出典文書:
□ □ □
岸田文雄首相は新型コロナウイルスの感染症法上の位置付けを今春、季節性インフルエンザと同等の「5類」に引き下げると表明した。ウイルスの変異が繰り返され、収束の見通しが立たない中で、専門家の評価は分かれている。拙速な見直しは不安や混乱を招きかねない。感染状況をしっかりと見極め、不安なく移行できる環境づくりが不可欠と言える。
5類になれば、感染者7日間、濃厚接触者5日間の待機期間はなくなる見通しだ。オミクロン株は、感染力自体は強いとされる。待機期間の撤廃に伴い、感染者が増える事態は容易に想像できる。
診察は現在、都道府県が発熱外来に指定した医療機関に限られている。季節性インフルエンザと同じ扱いになれば幅広く受け入れられ、現在の医療のひっ迫が緩和されるとの期待もある。一方で、院内での集団感染を危惧する声も根強い。医療の現況を見定め、受け入れ体制整備への支援も含めて丁寧に検討を進めるべきだろう。
今回の判断は、ワクチン接種が進んだことが要因の一つにあるという。しかし、身体的理由などによる未接種者は少なくない。感染への不安から外出を控えるといった意識も働きかねない。
マスクは現在、屋外は会話をしなければ原則不要とする一方、屋内は距離を確保できて会話をほとんどしない場合を除き、着用が奨励されている。移行後は、症状のある人などを除いて屋内も原則不要とする政府案は理解できる。ただ、医療機関を受診せずに症状の有無を自己診断し、マスクを着けるか否かも任意の判断になってしまう場合もあり得るだろう。
未接種者らの不安感を和らげるには、症状のある人が感染リスクを自覚し、着用を徹底するという自発的な意識の醸成が欠かせない。飲み薬の開発、普及も求められよう。
ワクチンは、全額公費負担とする経過措置が継続されるかどうかが焦点となっている。一律で自己負担になった場合、数度目と一度目の接種者の間に差が生じる。やはり一定期間は公費負担を続けるべきではないか。
感染力の強い新たな変異株の出現によって感染が急拡大しても、入院勧告、不要不急の外食自粛、飲食店への休業要請といった強力な対策は取れなくなる。移行後の緊急事態を想定した万全の備えも重要だ。
□ □ □
提供資料:
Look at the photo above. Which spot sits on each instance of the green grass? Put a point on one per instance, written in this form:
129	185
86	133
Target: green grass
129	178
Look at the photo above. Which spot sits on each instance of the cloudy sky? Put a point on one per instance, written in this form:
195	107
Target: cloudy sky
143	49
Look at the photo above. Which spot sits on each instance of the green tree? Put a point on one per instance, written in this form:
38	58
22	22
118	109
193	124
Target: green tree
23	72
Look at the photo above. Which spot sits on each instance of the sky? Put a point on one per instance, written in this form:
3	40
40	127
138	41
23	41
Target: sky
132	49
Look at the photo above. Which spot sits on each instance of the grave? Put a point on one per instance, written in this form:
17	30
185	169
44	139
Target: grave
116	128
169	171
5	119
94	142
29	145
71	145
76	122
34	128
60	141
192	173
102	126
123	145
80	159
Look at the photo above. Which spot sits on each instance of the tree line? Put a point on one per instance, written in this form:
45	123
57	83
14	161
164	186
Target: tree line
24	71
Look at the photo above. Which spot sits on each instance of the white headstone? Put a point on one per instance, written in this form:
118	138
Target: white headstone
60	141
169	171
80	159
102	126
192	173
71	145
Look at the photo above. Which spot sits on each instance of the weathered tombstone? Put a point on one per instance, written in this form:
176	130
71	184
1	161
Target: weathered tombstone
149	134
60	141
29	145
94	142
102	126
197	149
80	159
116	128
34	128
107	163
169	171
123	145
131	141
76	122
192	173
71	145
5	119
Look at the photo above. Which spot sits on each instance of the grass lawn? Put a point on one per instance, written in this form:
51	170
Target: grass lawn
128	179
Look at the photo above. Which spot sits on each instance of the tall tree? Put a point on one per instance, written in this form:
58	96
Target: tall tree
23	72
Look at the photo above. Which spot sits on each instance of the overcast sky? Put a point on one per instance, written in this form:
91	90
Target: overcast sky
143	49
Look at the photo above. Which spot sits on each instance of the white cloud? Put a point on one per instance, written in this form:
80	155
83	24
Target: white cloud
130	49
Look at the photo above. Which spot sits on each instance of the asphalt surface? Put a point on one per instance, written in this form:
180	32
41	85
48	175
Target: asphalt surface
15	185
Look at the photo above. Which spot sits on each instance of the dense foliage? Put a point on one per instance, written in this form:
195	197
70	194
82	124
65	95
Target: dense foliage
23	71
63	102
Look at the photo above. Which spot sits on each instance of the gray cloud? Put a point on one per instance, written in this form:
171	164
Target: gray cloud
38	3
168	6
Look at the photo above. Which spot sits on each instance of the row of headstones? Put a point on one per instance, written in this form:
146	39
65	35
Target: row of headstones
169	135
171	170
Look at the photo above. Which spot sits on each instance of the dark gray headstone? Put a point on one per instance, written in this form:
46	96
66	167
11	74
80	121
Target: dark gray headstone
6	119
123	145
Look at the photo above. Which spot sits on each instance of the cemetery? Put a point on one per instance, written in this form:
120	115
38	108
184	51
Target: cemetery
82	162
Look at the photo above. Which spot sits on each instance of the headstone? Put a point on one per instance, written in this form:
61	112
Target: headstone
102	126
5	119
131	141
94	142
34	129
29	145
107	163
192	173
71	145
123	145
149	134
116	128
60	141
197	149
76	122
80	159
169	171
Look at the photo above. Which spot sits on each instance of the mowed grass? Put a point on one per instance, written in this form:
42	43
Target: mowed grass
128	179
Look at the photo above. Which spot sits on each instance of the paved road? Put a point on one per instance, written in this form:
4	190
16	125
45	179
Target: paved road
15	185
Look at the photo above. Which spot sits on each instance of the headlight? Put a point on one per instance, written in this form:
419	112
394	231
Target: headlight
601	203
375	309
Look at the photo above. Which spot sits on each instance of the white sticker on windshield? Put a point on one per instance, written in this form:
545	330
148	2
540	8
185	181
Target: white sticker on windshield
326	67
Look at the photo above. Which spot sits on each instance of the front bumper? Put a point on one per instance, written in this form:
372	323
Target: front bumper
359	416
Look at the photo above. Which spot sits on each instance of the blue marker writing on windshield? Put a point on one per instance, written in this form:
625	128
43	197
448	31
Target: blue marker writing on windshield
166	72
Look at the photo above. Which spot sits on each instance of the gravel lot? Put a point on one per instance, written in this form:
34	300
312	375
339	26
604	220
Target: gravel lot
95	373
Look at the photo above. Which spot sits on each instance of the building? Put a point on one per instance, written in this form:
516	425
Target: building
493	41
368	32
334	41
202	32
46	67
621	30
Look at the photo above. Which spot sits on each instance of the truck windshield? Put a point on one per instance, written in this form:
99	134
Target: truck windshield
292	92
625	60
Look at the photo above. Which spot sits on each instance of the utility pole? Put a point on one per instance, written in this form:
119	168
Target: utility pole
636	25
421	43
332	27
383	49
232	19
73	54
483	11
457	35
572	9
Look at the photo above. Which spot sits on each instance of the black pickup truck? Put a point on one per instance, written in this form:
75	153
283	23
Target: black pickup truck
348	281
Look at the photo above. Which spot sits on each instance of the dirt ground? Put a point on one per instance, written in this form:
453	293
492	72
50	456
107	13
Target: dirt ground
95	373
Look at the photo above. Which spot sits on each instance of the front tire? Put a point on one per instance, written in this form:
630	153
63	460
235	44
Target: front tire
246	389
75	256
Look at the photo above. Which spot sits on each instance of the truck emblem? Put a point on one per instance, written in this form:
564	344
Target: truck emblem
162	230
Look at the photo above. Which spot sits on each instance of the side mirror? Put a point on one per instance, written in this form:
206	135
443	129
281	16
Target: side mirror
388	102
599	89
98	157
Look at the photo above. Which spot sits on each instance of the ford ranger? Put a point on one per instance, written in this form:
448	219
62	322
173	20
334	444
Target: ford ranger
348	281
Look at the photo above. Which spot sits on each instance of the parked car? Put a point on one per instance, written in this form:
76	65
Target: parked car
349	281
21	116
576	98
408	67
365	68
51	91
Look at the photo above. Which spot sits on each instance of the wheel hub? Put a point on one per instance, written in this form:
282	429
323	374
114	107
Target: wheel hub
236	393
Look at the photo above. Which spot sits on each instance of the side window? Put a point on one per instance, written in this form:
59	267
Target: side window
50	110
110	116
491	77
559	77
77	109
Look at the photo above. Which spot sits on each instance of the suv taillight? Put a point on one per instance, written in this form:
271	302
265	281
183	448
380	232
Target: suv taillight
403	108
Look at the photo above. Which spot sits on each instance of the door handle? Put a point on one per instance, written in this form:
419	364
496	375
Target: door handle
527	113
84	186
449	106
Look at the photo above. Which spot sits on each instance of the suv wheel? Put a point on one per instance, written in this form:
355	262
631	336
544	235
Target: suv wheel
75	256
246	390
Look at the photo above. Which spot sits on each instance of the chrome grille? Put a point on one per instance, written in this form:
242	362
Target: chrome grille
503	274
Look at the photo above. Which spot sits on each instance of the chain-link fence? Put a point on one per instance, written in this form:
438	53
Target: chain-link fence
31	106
□ □ □
課題:
5類移行をめぐる本文から、「未接種者らの不安感を和らげる」を含む語句で始まり「想定した万全の備えも重要だ。」で終わる部分をそのまま抜き出せ。 本文の内容だけを根拠にすること。

解答欄:
未接種者らの不安感を和らげるには、症状のある人が感染リスクを自覚し、着用を徹底するという自発的な意識の醸成が欠かせない。飲み薬の開発、普及も求められよう。
ワクチンは、全額公費負担とする経過措置が継続されるかどうかが焦点となっている。一律で自己負担になった場合、数度目と一度目の接種者の間に差が生じる。やはり一定期間は公費負担を続けるべきではないか。
感染力の強い新たな変異株の出現によって感染が急拡大しても、入院勧告、不要不急の外食自粛、飲食店への休業要請といった強力な対策は取れなくなる。移行後の緊急事態を想定した万全の備えも重要だ。